* begin Article *

Figure 8. Relative Risk of Flow Alteration due to Dam Storage. The image shows a connected network with river reaches in three risk classes: very low (35% of cumulative length), moderate (50%) and high (15%). The weighted relative risk index for this example is 245 on a scale of 100 (all reaches unimpeded) to 500 (all reaches severely impeded). Before combining the scores with other metrics they were transformed and normalized so that high scores indicated a more natural condition.
6. Intactness of the watershed and impacts on water quality
Water quality, and consequently the biotic condition in the stream, declines with increasing watershed imperviousness (CWP, 2003, Cuffney et al. 2010, King & Baker 2010, Wenger et al. 2008), and also with other changes in the land cover of the watershed such as the prevalence of agriculture and energy extraction (Bolstad & Swank 1997, Gergel et al. 2002, Mattson & Angermeier 2007). The adaptive ability of freshwater biota depends on the fitness of their populations which is partially a function of water quality. Water quality in the region is highly variable due to extensive urban and suburban development, the prevalence of agriculture in valleys and floodplains, and energy extractive activities. We assumed that stream watersheds with few impervious surfaces should, on average, have higher water quality.

* end Article *
* begin Information provided *

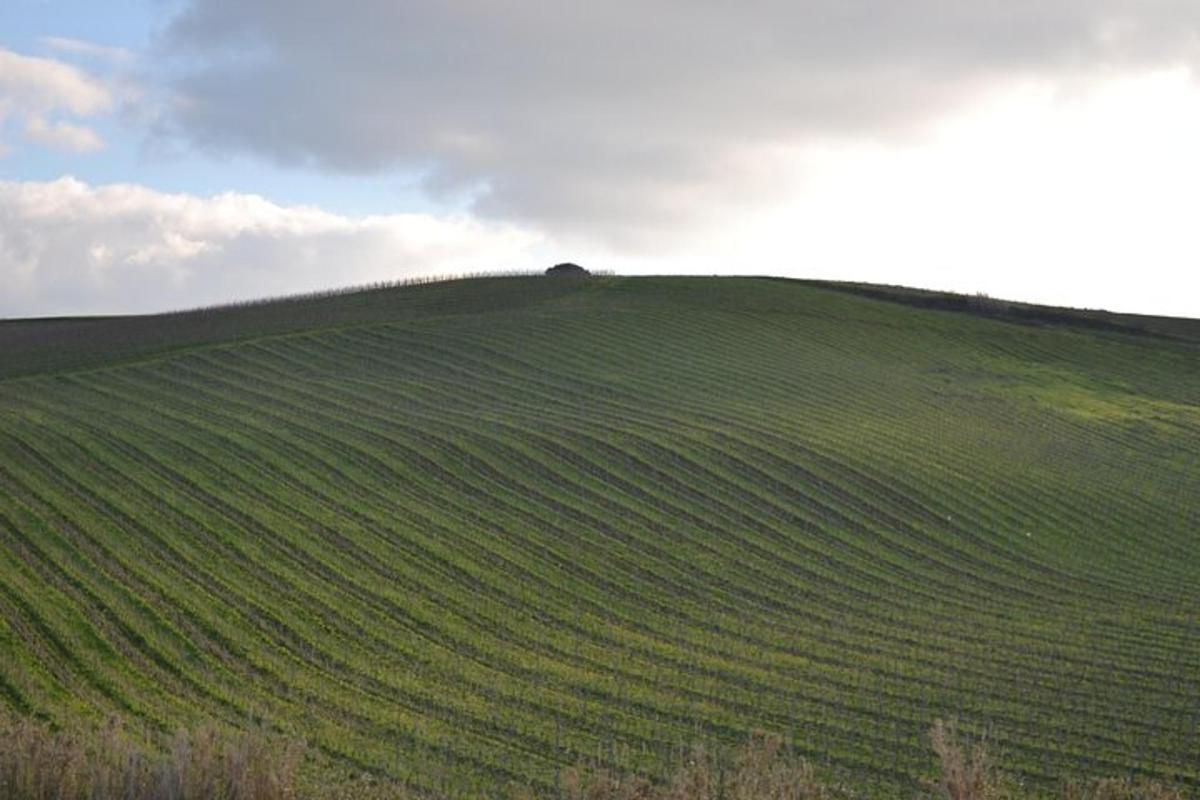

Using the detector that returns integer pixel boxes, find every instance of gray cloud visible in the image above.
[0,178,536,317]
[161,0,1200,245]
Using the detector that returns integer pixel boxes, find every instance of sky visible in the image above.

* end Information provided *
* begin Information provided *

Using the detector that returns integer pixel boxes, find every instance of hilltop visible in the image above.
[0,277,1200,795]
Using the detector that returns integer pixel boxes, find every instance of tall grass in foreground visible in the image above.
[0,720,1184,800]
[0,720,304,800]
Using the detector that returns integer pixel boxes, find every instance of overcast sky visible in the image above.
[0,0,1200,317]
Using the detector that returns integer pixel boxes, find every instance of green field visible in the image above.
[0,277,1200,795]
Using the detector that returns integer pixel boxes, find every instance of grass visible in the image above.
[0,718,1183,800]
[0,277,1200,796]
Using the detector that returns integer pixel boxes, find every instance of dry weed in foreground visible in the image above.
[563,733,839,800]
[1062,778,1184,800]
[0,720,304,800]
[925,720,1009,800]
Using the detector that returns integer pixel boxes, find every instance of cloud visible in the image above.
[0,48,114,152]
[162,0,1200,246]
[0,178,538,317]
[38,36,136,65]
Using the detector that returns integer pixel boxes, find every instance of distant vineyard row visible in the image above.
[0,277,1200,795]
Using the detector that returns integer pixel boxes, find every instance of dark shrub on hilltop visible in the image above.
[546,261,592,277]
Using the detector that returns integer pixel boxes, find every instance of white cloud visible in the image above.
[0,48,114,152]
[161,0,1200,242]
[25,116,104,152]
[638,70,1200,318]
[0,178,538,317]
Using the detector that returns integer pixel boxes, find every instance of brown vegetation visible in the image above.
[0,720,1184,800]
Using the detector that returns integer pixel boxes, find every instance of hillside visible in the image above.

* end Information provided *

Task requirements.
• a. In the passage on river flow and watershed condition, what share of the cumulative river length falls in the high risk class?
• b. Write the next part of the passage on river flow and watershed condition, picking up after its last sentence.
The records come from a separate source.

Expected results.
• a. 15%

• b.
To measure watershed intactness, we summarized the cumulative degree of impervious surfaces (paved roads, parking lots, development, etc. ) present within the drainage area of each stream reach based on the NLCD 2001 Imperviousness dataset. Each reach was assigned to one of four impact classes: class 1 = 0-0.5%, class 2 = 0.5% - 2%, class 3 = 2%-10%, class 4 >10% (derived from Baker and King 2010). The results were combined into a weighted index using a weighting scheme similar to the one we used for the index of flow alteration:
(% cumulative stream length in class 1*1) + (% in class 2*2) + (% in class 3*3) + (etc.)
The resulting score ranged from 100 in a network with no impervious surfaces to 400 in a network where every reach had more than 10% impervious surfaces in its watershed (Figure 9).
Figure 9. Index of Cumulative Upstream Imperviousness. This example shows a connected network with stream reaches in three risk classes: Class 1 (35% of cumulative stream length), Class 3 (50% of cumulative stream length) and Class 4 (15% of cumulative stream length). The weighted risk index for this example is 245 on a scale ranging from 100 (no impervious surfaces in any watershed) to 400 (all reaches with over 10% impervious surfaces in their watershed). Before combining the scores with other metrics they were transformed and normalized so that high scores indicated a more natural condition.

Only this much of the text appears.